Records from a data source
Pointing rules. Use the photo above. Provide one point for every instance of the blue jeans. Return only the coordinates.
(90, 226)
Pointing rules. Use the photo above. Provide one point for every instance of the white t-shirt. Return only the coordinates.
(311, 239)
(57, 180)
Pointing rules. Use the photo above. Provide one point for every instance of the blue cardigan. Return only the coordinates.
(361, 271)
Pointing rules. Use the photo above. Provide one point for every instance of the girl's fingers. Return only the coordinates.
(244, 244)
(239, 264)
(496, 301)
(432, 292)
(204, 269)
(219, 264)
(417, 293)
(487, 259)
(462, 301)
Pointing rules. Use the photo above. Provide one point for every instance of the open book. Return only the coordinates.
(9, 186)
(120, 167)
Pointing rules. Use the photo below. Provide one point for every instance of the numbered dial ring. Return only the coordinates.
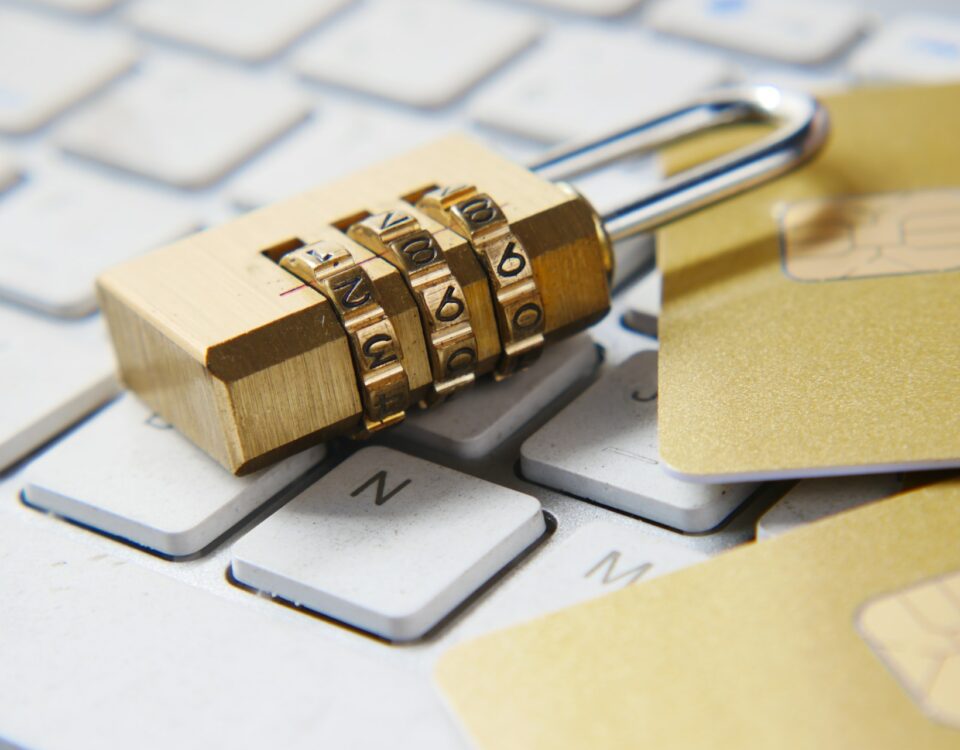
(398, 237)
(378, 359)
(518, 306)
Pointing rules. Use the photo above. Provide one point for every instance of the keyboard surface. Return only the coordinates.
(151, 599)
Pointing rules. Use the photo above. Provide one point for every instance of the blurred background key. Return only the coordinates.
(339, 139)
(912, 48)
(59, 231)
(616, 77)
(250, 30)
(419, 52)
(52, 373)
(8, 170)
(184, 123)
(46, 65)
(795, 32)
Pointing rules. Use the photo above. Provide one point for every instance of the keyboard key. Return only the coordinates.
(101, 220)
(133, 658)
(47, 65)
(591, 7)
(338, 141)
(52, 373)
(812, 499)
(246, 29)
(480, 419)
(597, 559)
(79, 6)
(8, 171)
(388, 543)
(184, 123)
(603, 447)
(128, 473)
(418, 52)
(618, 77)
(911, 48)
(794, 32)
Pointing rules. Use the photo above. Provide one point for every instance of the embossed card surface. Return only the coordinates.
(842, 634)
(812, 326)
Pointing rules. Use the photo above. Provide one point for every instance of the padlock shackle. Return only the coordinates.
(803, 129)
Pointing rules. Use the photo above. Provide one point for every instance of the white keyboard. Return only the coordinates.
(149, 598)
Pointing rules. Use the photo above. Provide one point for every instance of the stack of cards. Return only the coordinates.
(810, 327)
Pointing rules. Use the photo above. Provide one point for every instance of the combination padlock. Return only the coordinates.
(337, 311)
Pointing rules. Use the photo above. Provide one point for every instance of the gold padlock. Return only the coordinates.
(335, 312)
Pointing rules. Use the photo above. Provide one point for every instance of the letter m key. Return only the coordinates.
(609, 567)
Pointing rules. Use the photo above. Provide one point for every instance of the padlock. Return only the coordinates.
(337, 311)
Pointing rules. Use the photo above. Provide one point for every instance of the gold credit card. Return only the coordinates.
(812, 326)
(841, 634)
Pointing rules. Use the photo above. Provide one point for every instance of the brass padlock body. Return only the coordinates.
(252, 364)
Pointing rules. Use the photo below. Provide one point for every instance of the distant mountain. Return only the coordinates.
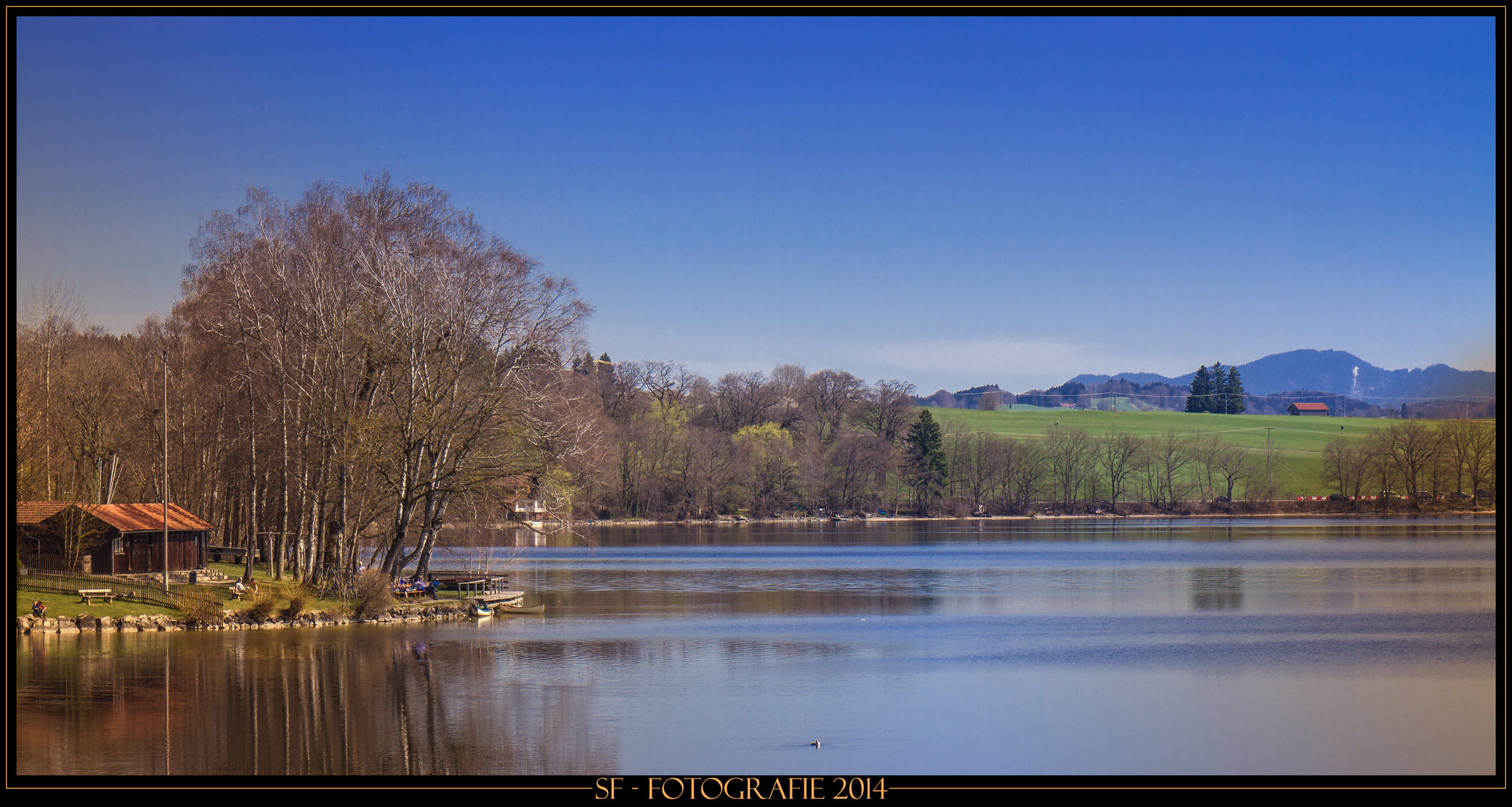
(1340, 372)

WORK INSTRUCTIONS: Transcribe the records above exactly, omitting every picture they contain.

TASK SOLUTION:
Pointing rules. Use the photo above. Provide one point for every instance of the blue jeans. Return only the coordinates.
(90, 226)
Pointing rules. Use the photo above. Provide one point for every instance of the white t-shirt. Return only the coordinates.
(311, 239)
(57, 180)
Pointing rules. Use the photo above. Provide one point for every instance of the blue cardigan. Return only the coordinates.
(361, 271)
Pointing rules. Use the photo above. Provide one point for every instance of the girl's fingers. Return only the coordinates.
(244, 244)
(239, 264)
(496, 301)
(432, 292)
(204, 269)
(219, 264)
(417, 293)
(487, 259)
(462, 301)
Pointing rules. Use the photo above. Provide one point for every instance of the open book. Return only the coordinates.
(9, 186)
(120, 167)
Pointing rules. Use the photo below. Provide one point for every instance of the numbered dial ring. Return only the coordinates.
(398, 237)
(378, 359)
(518, 306)
Pointing rules. Use the photo above. Provide one point for every instance of the keyboard surface. Return only the coordinates.
(151, 599)
Pointing rules. Use the photo above. Provide one point for every instance of the blurred background key. Return only the coordinates.
(339, 139)
(912, 48)
(59, 231)
(616, 77)
(250, 30)
(419, 52)
(52, 373)
(8, 170)
(184, 123)
(46, 65)
(795, 32)
Pointing rules. Use the photo above. Provide one point for every instance of the keyboard key. Return only the coordinates.
(101, 220)
(133, 658)
(47, 65)
(591, 7)
(338, 141)
(52, 373)
(812, 499)
(246, 29)
(480, 419)
(597, 559)
(79, 6)
(8, 171)
(388, 543)
(184, 123)
(603, 447)
(128, 473)
(418, 52)
(618, 77)
(911, 48)
(794, 32)
Pointing rules. Use the photo above. Provide one point for every instance of the embossed card surface. Return only the coordinates.
(842, 634)
(812, 326)
Pointing rules. Use the photo above. Provide one point for every instance of the padlock shackle. Return only the coordinates.
(803, 129)
Pointing rules. Use the photo above. Provide one point for every instance of the white keyboard. Return only the coordinates.
(149, 598)
Pointing rules. Use the photo above. Provide one point for every instance of the stack of cards. Return only the coordinates.
(810, 327)
Pointing rules. Use the photo above. Provide one point for every instance of the combination padlock. Return only the coordinates.
(337, 311)
Pointing rules. Use the photo above. Provide one point for every instance of the gold padlock. Return only the coordinates.
(335, 312)
Pointing rules. Use the photo above. Provide one point for every instance of the letter m key. Return only the coordinates.
(609, 567)
Pointing rules. Use the photo above. Provide one point for every instance of the padlock. Return only the coordinates.
(337, 311)
Pointing rules. Use the photo above. Provide one point for every instance of the gold credit card. Return only the coordinates.
(812, 326)
(841, 634)
Pointing rules. Use the photo above. Provide one point for every instance of the brass padlock body. Return only the coordinates.
(252, 364)
Pointing rules. Use the photo below. Provide one point for every instance of the distant mountain. Return only the coordinates.
(1340, 372)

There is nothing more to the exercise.